[Stored entries]
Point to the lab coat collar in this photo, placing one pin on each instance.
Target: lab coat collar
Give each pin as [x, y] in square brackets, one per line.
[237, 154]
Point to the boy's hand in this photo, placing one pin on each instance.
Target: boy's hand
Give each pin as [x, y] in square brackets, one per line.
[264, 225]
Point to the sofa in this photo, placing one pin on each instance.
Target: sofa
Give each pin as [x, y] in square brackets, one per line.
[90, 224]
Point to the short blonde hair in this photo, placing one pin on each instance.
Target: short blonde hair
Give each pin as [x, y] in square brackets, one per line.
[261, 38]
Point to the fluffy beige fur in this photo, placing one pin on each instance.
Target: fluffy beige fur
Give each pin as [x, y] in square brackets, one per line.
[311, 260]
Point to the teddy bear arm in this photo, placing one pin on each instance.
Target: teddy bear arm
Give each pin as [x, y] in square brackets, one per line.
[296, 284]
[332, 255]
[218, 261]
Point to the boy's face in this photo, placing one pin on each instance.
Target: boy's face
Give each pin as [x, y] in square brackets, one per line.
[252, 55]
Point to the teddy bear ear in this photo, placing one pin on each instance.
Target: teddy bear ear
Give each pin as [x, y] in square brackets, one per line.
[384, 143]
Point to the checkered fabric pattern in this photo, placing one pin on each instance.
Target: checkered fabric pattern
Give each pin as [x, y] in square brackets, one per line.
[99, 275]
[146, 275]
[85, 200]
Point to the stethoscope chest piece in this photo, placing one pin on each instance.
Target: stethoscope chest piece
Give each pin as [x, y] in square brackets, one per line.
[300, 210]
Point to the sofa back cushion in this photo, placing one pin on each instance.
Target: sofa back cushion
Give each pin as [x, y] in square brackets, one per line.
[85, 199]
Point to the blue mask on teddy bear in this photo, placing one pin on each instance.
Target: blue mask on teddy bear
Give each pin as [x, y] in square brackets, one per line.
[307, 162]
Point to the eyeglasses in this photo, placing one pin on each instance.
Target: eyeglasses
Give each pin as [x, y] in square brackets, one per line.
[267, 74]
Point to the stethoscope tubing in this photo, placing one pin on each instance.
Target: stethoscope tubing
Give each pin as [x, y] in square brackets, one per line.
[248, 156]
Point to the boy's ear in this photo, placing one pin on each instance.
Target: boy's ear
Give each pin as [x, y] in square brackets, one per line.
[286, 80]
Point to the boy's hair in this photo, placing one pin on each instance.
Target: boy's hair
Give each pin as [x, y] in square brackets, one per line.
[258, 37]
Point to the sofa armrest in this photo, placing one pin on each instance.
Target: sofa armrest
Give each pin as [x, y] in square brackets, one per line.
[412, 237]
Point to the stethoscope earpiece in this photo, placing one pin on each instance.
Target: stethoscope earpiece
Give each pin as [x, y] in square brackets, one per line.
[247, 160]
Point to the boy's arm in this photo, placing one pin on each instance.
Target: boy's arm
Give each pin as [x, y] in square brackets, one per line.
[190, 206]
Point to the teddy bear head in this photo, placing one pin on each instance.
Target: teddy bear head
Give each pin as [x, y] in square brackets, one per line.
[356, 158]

Direction = Can you rewrite every line in the stretch from the line containing "Point to the teddy bear head" through the end of the listing, raising each coordinate in the answers by 83?

Full output =
Point to the teddy bear head in this photo, placing one pin on each instance.
Target: teddy bear head
Give each pin as [x, y] in square brackets, one per line.
[439, 241]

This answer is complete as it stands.